To do
Substitute "power pole" for "utility pole" in every one of the entries below and write the lines out again with nothing else changed. Leave the pictures out of your answer.

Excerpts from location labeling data
▶

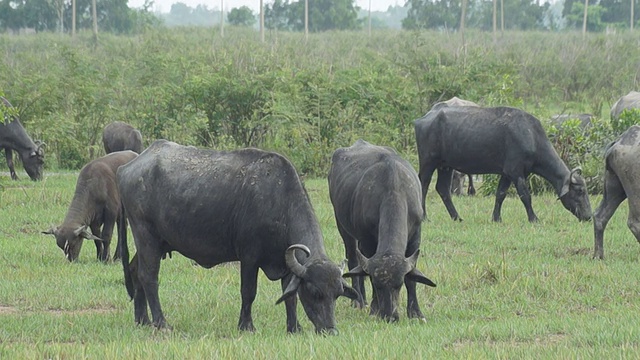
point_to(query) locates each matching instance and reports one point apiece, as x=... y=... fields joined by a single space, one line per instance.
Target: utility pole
x=221 y=18
x=73 y=18
x=495 y=24
x=631 y=27
x=94 y=15
x=261 y=21
x=369 y=17
x=306 y=20
x=584 y=18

◀

Response
point_to(query) locates each matching instance and reports one point apiece, as x=... y=... fields joined by a single space, one line per instance.
Target: power pole
x=221 y=18
x=73 y=18
x=495 y=24
x=631 y=27
x=94 y=15
x=261 y=21
x=369 y=17
x=306 y=20
x=584 y=18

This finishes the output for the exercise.